* **What you will do**:
Can you lay out all the data below as a numbered list, dropping any blank lines and leaving images out of your answer?

* **Entries shown**:
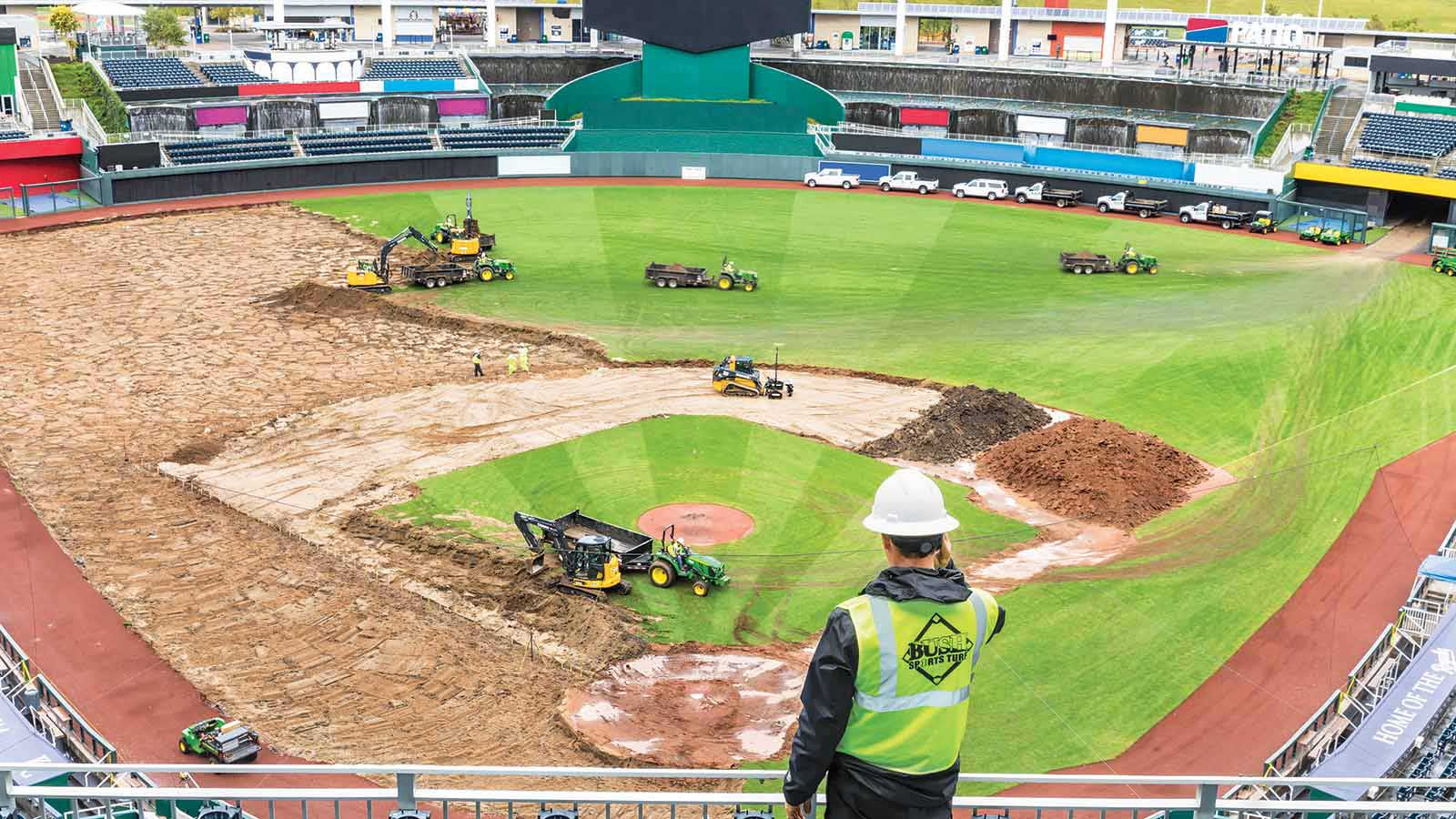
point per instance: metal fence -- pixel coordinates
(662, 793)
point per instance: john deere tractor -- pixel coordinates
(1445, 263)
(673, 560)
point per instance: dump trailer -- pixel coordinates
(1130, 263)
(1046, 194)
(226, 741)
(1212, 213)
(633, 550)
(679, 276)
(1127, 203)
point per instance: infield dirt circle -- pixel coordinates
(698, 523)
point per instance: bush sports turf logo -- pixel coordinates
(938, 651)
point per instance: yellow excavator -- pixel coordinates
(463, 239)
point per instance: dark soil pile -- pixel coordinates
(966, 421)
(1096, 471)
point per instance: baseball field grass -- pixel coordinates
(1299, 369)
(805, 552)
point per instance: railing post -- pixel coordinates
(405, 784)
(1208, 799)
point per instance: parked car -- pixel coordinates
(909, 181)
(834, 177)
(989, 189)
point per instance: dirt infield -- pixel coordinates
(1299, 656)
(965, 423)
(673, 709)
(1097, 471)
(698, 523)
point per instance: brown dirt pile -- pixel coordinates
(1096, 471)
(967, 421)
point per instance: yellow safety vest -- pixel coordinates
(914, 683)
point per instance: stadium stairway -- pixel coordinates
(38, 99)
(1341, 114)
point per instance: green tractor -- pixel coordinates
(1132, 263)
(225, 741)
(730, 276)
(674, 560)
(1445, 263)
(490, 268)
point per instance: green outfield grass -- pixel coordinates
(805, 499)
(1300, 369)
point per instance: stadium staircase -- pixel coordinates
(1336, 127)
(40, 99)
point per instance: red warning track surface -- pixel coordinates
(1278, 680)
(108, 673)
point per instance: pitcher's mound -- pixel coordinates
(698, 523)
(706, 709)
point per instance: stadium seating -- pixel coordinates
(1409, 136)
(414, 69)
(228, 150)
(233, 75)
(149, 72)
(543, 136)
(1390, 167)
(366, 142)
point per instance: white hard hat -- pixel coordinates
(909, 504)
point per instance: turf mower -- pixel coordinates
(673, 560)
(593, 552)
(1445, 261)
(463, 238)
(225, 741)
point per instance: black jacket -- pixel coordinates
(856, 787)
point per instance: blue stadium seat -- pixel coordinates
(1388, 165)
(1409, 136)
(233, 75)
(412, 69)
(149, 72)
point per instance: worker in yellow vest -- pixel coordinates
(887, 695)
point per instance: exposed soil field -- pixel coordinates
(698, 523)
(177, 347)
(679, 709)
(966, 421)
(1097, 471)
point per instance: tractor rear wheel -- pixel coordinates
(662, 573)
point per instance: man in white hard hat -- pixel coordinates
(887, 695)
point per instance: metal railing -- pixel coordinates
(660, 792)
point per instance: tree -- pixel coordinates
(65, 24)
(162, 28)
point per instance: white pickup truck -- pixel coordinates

* **Result**:
1. point per instance: metal fence -- pixel coordinates
2. (662, 793)
3. point per instance: john deere tractor -- pixel coordinates
4. (1445, 263)
5. (673, 560)
6. point per instance: dump trailer -- pixel coordinates
7. (1130, 263)
8. (1046, 194)
9. (226, 741)
10. (1212, 213)
11. (633, 550)
12. (679, 276)
13. (1127, 203)
14. point per instance: infield dirt circle -- pixel coordinates
15. (698, 523)
16. point per instance: bush sports turf logo -- pixel coordinates
17. (938, 651)
18. point per instance: yellow excavator -- pixel coordinates
19. (463, 239)
20. point per instance: dark soil pile -- pixel coordinates
21. (966, 421)
22. (1096, 471)
23. point per instance: baseball field grass -- pixel coordinates
24. (1299, 369)
25. (805, 552)
26. point per instance: railing post -- pixel coordinates
27. (405, 784)
28. (1208, 799)
29. point per instance: parked car -- pixel coordinates
30. (909, 181)
31. (834, 177)
32. (989, 189)
33. point per instance: dirt infield -- pixel coordinates
34. (1299, 656)
35. (965, 423)
36. (673, 709)
37. (1097, 471)
38. (698, 523)
39. point per instance: brown dirt pile -- pixel coordinates
40. (1096, 471)
41. (967, 421)
42. point per instance: yellow safety vest -- pixel coordinates
43. (914, 683)
44. point per instance: stadium stairway -- pixel coordinates
45. (38, 99)
46. (1341, 114)
47. point per instance: green tractor -- pixel coordinates
48. (1132, 263)
49. (225, 741)
50. (730, 276)
51. (674, 560)
52. (1445, 263)
53. (490, 268)
54. point per instance: green outfield grass -- pixel coordinates
55. (805, 499)
56. (1300, 369)
57. point per instance: stadium staircase -- pixel coordinates
58. (1336, 127)
59. (40, 99)
60. point per instance: red warning track surface -- pixel coordinates
61. (1278, 680)
62. (108, 673)
63. point per instance: pitcher's mound -- pixel coordinates
64. (698, 523)
65. (706, 709)
66. point per instance: stadium seating -- pixel coordinates
67. (1409, 136)
68. (414, 69)
69. (228, 150)
70. (233, 75)
71. (149, 72)
72. (543, 136)
73. (1390, 167)
74. (366, 142)
75. point per instance: white hard hat -- pixel coordinates
76. (909, 504)
77. point per instance: turf mower -- pixel coordinates
78. (673, 560)
79. (593, 552)
80. (1445, 261)
81. (463, 238)
82. (225, 741)
83. point per instance: black jacket -- pixel coordinates
84. (856, 787)
85. point per instance: blue stadium seat -- pixel coordinates
86. (1388, 165)
87. (1409, 136)
88. (233, 75)
89. (412, 69)
90. (149, 72)
91. point per instance: worker in yellow vest -- pixel coordinates
92. (887, 695)
93. point per instance: exposed soil field -- pixel coordinates
94. (698, 523)
95. (177, 347)
96. (679, 709)
97. (966, 421)
98. (1097, 471)
99. point per instance: tractor rear wheel -- pixel coordinates
100. (662, 573)
101. point per instance: man in white hard hat -- pixel coordinates
102. (887, 695)
103. point per instance: metal railing -- pixel coordinates
104. (660, 792)
105. point per instance: tree -- pixel coordinates
106. (65, 24)
107. (162, 28)
108. point per instance: white pickup truck -- pixel coordinates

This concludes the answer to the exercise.